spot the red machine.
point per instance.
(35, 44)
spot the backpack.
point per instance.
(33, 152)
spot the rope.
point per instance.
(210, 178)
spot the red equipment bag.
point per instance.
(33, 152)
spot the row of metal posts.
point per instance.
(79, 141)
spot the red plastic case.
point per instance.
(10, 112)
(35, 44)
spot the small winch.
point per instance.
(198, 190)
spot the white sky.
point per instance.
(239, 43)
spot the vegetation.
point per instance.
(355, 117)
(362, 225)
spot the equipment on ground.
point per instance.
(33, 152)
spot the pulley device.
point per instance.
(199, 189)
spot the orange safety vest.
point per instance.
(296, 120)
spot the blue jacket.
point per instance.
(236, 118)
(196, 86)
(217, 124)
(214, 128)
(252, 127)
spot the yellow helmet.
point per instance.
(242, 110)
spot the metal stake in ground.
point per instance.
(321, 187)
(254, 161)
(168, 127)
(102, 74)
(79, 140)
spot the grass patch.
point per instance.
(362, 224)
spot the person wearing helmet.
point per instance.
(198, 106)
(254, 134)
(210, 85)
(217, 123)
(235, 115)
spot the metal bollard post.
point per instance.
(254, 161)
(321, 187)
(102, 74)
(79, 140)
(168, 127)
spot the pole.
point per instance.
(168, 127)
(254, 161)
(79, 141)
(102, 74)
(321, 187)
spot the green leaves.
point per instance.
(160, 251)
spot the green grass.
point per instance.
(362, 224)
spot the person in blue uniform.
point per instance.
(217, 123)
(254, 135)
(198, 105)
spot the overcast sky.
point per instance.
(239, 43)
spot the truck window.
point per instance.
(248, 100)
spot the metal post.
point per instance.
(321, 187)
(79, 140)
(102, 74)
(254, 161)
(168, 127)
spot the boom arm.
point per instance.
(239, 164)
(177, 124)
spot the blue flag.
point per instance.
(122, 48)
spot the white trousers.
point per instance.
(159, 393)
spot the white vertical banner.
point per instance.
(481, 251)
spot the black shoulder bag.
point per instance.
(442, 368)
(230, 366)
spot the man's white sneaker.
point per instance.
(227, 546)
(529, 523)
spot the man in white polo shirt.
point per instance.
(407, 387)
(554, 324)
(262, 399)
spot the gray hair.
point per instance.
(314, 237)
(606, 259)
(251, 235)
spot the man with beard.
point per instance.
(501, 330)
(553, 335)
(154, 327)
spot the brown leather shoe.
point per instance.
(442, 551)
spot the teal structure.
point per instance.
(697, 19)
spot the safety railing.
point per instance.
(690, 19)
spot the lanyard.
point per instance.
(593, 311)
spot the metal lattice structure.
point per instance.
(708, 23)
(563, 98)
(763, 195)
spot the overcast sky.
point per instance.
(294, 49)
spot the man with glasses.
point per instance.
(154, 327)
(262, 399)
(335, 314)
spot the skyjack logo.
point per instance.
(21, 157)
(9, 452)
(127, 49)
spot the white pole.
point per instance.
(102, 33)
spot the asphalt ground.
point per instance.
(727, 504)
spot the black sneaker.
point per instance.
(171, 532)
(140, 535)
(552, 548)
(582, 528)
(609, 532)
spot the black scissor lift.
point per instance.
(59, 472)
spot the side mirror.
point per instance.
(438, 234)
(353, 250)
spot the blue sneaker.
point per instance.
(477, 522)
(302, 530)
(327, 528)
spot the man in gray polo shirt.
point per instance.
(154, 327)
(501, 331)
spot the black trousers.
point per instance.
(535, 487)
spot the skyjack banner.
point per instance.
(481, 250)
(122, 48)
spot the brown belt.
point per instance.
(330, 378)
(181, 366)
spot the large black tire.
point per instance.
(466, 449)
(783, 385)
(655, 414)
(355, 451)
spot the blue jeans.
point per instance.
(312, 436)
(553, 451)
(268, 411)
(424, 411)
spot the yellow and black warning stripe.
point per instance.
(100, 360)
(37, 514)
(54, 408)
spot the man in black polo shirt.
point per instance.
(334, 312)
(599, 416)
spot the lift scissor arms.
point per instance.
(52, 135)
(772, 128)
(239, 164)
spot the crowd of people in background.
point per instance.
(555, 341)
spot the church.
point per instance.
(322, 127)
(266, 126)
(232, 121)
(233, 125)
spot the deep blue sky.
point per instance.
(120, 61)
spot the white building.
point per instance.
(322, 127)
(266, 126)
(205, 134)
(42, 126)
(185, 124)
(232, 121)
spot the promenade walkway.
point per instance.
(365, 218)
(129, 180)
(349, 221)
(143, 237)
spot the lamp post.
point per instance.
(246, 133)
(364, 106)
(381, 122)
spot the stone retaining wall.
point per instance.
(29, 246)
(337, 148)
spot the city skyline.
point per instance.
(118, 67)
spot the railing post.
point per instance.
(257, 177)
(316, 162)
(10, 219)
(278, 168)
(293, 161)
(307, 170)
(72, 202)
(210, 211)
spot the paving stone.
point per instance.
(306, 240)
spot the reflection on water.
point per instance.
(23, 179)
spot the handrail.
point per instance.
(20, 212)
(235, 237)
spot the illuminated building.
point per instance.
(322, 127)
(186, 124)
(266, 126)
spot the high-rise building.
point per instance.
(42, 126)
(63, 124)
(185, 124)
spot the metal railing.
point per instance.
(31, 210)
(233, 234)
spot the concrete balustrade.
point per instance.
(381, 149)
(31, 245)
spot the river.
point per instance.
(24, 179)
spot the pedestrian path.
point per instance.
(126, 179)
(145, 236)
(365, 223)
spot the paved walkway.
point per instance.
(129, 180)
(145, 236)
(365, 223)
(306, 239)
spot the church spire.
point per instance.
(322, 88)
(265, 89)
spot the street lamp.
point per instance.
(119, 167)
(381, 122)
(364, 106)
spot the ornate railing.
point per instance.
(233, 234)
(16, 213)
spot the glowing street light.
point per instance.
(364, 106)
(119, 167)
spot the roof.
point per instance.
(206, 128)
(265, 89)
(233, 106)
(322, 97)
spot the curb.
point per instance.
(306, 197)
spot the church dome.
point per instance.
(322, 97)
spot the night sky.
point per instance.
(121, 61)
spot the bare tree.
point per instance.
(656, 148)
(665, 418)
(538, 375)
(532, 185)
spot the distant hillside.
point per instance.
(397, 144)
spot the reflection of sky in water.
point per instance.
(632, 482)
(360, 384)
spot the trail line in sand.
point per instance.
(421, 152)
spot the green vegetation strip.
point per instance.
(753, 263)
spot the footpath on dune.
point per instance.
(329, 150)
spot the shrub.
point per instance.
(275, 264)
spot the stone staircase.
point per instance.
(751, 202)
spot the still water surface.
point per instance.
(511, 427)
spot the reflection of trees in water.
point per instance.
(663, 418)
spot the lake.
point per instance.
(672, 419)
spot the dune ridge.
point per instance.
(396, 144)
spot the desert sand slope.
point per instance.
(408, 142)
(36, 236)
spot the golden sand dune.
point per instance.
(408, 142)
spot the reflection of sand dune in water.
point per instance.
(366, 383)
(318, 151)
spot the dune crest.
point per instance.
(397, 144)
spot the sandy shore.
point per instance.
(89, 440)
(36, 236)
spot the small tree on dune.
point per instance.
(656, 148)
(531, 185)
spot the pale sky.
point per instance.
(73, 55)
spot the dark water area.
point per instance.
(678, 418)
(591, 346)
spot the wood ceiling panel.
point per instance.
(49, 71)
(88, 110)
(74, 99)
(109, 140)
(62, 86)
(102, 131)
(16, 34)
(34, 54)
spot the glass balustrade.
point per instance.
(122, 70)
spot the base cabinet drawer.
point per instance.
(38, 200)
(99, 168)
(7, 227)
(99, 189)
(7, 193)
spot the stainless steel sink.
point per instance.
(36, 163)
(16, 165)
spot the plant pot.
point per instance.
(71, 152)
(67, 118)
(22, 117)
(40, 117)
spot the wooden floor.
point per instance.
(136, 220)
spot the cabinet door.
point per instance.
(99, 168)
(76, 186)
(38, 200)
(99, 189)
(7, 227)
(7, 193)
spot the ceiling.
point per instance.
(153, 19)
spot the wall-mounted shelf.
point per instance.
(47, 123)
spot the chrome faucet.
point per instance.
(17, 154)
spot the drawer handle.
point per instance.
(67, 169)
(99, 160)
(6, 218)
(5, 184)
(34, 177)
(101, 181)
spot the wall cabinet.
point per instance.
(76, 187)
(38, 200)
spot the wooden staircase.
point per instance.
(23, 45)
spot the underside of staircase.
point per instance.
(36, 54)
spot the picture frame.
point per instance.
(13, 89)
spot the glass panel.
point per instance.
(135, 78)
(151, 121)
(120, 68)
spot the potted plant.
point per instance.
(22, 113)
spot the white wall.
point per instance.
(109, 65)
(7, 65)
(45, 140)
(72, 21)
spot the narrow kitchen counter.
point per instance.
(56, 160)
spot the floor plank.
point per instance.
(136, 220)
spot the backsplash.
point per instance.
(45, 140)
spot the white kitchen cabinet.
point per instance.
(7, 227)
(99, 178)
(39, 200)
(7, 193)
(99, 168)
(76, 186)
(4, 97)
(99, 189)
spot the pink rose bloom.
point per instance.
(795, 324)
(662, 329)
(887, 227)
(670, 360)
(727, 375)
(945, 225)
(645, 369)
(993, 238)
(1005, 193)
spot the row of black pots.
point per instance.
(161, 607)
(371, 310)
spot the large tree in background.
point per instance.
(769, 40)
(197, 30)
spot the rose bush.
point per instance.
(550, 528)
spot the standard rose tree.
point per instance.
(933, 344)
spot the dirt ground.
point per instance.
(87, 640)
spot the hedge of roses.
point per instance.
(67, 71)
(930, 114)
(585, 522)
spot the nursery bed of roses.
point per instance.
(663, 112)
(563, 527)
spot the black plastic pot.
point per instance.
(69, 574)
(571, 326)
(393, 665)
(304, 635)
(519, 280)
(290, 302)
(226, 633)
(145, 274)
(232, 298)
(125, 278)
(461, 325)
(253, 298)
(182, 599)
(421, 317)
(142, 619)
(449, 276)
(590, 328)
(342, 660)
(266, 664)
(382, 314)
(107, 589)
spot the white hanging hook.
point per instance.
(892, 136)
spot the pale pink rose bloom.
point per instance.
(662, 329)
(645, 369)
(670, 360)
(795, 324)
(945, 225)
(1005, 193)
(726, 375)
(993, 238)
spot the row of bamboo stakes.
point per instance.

--------

Going through the records, say how many lines hold the string "staircase". Only the number should be given.

▶ RESPONSE BOX:
3